▸ **THE EXERCISE**
Restate each of the lines given below, word for word.

[Stored items from a collection]
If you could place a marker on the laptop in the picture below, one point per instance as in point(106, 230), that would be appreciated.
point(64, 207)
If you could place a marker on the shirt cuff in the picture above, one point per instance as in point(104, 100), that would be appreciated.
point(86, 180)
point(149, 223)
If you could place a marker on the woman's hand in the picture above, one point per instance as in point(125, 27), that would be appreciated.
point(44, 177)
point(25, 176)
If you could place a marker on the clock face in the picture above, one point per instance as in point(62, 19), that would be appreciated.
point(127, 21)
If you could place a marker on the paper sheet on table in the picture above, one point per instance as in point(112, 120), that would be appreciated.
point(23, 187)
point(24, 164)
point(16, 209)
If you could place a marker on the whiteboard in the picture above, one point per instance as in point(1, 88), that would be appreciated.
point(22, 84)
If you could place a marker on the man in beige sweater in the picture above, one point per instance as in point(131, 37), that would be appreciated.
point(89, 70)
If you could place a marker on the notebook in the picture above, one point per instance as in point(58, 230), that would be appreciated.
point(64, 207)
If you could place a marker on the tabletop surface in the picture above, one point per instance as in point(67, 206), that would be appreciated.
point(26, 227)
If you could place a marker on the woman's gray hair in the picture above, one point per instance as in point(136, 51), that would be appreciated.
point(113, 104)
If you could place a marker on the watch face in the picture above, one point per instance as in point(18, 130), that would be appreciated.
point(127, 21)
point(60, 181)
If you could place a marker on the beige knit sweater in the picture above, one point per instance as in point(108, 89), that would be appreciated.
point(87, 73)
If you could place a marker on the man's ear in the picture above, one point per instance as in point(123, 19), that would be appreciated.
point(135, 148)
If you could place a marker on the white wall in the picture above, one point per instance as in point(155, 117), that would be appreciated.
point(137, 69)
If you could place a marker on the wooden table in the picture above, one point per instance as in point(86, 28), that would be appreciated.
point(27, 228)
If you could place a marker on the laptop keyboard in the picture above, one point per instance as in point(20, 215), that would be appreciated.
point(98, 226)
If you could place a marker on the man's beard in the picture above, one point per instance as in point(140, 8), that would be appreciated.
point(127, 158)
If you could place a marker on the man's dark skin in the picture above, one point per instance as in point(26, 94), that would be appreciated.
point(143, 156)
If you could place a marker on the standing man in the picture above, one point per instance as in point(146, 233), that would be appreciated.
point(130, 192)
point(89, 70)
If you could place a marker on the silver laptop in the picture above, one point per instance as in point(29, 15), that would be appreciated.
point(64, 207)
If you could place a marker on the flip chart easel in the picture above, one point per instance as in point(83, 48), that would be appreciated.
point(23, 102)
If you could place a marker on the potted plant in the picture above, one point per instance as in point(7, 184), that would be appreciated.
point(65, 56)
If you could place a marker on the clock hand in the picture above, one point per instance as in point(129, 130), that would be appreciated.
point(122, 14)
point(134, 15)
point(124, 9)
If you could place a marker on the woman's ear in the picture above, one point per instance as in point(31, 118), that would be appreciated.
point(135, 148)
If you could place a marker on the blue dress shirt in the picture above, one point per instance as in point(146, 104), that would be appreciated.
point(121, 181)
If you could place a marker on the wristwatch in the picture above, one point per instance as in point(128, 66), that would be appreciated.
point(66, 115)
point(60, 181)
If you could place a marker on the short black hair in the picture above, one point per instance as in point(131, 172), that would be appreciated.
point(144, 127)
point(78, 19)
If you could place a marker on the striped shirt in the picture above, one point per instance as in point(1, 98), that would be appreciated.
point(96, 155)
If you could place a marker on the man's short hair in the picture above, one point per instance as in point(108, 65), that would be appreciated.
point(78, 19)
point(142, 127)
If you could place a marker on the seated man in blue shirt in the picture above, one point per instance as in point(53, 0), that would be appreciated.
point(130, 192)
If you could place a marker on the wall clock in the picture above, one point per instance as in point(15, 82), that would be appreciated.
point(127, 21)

▸ **SOLUTION**
If you could place a marker on the laptop in the picture below, one point per instance as in point(106, 230), that would be appreciated.
point(64, 207)
If you could place a marker on the shirt cuff in the picture above, one point per instance as in point(104, 100), that would be appreciated.
point(86, 180)
point(149, 223)
If you could place a marker on the woman's hand in the picture above, one point per instance as in point(125, 27), that would be appreciated.
point(44, 177)
point(25, 176)
If you could place a marker on the clock face in the picture above, one point per instance as in point(62, 19), that would be appreciated.
point(127, 21)
If you could place a marker on the paper sheet on table in the picture above, one point per instance as in point(112, 120), that would be appreciated.
point(23, 187)
point(24, 164)
point(16, 209)
If you could place a marker on the whiteboard in the picture above, one point per instance as in point(1, 88), that would be appreciated.
point(22, 84)
If you could place a marker on the man in beige sweater in the picture above, one point per instance as in point(131, 37), that would be appreciated.
point(89, 70)
If you could place a marker on the notebook in the picture above, one point per instance as in point(58, 230), that would be appreciated.
point(64, 207)
If you could place a marker on the tabletop surface in the picture above, one point per instance as in point(67, 206), that would be appreciated.
point(26, 227)
If you could place a marker on the woman's gray hair in the picture above, one point per instance as in point(136, 51), that would be appreciated.
point(113, 104)
If you could place a marker on the watch face in the picture above, one point per instance as in point(18, 130), that would be appreciated.
point(127, 21)
point(60, 181)
If you could place a marker on the beige knit sweater in the picture above, one point per instance as in point(108, 89), that would be appreciated.
point(87, 73)
If you could place a marker on the man's ear in the picture above, one point per instance as in point(123, 19), that would be appreciated.
point(135, 148)
If you could place a marker on the white wall in the picture above, one point per instance as in point(155, 117), that would be appreciated.
point(137, 69)
If you could place a marker on the wooden table in the picture above, one point per instance as in point(86, 28), that would be appreciated.
point(27, 228)
If you could place a marker on the laptop keyboard in the picture above, one point per instance as in point(20, 215), that would be appreciated.
point(98, 226)
If you could place a marker on the man's beard in the picture above, one point per instance as in point(140, 8), that would be appreciated.
point(127, 158)
If you could place a marker on the man's dark skin in the picture above, one point per instance as in point(26, 94), that would be appreciated.
point(143, 156)
If you could place a marker on the standing man in the picture above, one point per instance as in point(146, 233), that would be appreciated.
point(130, 192)
point(89, 70)
If you could place a marker on the silver laptop in the picture above, one point per instance as in point(29, 15), that would be appreciated.
point(64, 207)
If you could place a marker on the flip chart easel in the picture above, one point per instance as in point(83, 48), that would be appreciated.
point(23, 102)
If you could place a marker on the potted plant in the picture above, one point per instance as in point(7, 184), that would be appreciated.
point(65, 56)
If you could place a marker on the clock hand in the picture above, one point per instance as in point(129, 130), that would be appreciated.
point(122, 14)
point(134, 15)
point(124, 9)
If you could place a marker on the woman's ear in the picture above, one point per instance as in point(31, 118), that would be appreciated.
point(135, 148)
If you could place a marker on the blue dress shirt in the picture above, one point per instance as in point(146, 104), that would be appreciated.
point(121, 181)
If you could place a marker on the wristwatch in the picture above, one point per instance as in point(128, 66), that would be appreciated.
point(66, 115)
point(60, 181)
If you could place a marker on the short black hair in the picture above, one point per instance as in point(131, 172), that would be appreciated.
point(144, 127)
point(78, 19)
If you could place a marker on the striped shirt in the picture above, one point per instance as in point(1, 98), that would be appreciated.
point(96, 155)
If you could place a marker on the man's short hair in the picture above, one point per instance as in point(108, 65), that would be appreciated.
point(78, 19)
point(142, 127)
If you could place a marker on the seated man in blue shirt in the picture above, one point per instance as in point(53, 0), that would be appreciated.
point(130, 192)
If you could place a marker on the wall clock in the picture above, one point per instance as in point(15, 82), that would be appreciated.
point(127, 21)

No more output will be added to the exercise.